- [Goal of the exercise]:
Retype every line of the data below, starting with the line that contains "fence and report the position of each." and continuing down through the line that contains "(337, 1027)", with both of those lines included.

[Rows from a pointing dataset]
· · · · ·
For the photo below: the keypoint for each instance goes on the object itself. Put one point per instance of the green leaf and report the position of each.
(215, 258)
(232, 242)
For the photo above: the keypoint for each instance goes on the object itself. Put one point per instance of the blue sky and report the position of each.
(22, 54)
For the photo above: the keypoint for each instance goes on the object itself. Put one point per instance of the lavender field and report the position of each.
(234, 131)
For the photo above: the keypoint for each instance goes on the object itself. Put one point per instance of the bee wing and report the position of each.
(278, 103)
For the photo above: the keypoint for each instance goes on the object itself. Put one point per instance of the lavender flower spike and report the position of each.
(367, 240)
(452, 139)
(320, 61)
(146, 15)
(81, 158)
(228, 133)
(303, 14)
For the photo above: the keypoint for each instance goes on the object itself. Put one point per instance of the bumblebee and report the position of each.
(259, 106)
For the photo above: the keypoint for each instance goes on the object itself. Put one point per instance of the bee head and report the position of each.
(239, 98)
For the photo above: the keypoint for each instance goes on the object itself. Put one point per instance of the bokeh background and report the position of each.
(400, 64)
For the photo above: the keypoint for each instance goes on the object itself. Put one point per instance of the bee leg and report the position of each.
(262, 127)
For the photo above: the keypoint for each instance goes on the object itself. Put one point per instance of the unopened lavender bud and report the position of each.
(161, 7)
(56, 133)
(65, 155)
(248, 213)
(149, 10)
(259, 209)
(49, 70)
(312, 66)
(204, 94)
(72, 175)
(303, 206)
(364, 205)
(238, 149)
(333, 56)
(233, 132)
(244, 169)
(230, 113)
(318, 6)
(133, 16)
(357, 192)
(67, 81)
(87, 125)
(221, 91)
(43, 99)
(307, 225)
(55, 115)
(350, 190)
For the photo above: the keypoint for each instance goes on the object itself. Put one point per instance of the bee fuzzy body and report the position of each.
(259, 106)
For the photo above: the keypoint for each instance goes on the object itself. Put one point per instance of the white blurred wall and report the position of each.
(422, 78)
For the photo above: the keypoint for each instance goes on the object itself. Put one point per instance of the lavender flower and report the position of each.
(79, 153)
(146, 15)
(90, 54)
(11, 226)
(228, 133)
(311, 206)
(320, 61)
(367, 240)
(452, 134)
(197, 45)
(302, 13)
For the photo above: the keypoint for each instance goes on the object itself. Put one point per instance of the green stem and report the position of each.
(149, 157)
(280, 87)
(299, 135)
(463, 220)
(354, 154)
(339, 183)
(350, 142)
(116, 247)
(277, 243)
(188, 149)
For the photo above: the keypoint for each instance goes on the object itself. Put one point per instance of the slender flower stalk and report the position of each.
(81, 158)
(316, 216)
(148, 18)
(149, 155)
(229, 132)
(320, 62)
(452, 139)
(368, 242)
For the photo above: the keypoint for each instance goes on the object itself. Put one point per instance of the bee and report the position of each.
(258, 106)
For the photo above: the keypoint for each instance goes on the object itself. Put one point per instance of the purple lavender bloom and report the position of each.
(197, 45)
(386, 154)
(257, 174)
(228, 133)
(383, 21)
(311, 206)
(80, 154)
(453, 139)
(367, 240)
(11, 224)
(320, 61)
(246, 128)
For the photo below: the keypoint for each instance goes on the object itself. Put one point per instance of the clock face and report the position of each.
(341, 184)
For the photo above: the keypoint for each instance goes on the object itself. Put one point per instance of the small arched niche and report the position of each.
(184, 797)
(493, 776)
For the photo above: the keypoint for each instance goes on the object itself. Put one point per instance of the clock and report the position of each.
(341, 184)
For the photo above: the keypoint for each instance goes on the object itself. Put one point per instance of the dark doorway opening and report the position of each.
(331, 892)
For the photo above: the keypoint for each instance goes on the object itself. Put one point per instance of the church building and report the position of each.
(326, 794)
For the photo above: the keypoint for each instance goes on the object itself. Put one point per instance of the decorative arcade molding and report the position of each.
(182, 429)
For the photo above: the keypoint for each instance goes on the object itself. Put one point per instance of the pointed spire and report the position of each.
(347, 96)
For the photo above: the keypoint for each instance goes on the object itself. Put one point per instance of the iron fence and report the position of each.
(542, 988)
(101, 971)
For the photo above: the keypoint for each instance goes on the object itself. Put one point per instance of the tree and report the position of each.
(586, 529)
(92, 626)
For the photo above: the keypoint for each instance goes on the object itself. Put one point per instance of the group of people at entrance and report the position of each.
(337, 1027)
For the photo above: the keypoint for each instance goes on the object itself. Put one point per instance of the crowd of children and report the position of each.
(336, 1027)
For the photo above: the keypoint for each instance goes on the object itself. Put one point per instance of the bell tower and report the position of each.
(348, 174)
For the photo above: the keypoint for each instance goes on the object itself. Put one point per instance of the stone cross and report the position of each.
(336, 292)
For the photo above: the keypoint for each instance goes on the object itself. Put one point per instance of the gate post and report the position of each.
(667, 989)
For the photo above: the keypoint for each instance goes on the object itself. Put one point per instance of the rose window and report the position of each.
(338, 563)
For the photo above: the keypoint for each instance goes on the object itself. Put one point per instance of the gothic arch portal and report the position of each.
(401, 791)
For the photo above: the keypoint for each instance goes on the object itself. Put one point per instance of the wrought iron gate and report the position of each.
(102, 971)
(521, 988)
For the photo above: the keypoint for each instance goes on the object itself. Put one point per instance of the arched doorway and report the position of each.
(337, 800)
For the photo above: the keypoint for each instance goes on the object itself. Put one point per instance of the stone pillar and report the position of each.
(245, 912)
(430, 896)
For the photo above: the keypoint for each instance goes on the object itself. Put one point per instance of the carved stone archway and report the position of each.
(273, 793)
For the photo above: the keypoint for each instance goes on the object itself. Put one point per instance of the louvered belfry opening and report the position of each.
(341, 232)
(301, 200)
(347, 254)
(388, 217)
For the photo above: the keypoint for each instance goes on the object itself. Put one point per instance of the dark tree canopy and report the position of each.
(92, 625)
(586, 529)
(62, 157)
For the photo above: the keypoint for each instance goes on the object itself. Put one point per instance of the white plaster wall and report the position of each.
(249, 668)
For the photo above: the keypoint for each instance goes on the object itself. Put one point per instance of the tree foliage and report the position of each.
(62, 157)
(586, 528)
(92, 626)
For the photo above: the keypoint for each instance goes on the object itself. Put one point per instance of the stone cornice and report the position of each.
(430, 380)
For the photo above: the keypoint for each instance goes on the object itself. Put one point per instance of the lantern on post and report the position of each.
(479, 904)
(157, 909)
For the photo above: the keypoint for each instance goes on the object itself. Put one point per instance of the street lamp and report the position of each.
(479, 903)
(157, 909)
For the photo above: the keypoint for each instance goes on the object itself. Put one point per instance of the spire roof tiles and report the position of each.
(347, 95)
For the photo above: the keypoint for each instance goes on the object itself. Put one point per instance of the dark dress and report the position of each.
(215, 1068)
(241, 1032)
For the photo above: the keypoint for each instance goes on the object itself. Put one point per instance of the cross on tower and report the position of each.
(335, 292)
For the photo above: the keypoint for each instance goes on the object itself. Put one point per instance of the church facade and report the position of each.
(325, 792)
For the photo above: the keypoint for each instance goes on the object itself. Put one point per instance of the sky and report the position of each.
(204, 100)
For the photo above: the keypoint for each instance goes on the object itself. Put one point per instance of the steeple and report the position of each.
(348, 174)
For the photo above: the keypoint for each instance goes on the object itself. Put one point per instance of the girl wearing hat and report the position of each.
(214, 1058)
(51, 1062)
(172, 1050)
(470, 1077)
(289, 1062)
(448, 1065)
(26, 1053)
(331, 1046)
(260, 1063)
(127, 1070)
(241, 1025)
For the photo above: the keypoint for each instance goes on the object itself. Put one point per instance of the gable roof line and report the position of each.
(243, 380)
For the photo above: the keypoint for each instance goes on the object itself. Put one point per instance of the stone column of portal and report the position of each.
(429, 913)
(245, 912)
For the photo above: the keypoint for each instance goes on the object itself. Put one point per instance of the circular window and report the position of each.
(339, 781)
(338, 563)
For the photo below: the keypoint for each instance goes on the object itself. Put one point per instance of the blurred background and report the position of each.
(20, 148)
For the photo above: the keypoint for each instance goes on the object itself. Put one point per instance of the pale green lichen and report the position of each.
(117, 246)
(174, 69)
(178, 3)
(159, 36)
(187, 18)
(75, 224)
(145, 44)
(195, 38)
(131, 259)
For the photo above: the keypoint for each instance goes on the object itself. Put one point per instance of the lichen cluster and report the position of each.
· · · · ·
- [Exercise result]:
For the photo above: the keypoint for each instance goes on the object itself. Put one point per instance of the iron fence and report the position of each.
(542, 988)
(101, 971)
For the photo above: the keypoint for each instance goes on the object itself. Put one point per instance of the tree and report the position of each.
(586, 529)
(92, 626)
For the photo above: the keypoint for each instance goes on the object itself. Put one point per instance of the group of people at entrance and report the position of each.
(337, 1027)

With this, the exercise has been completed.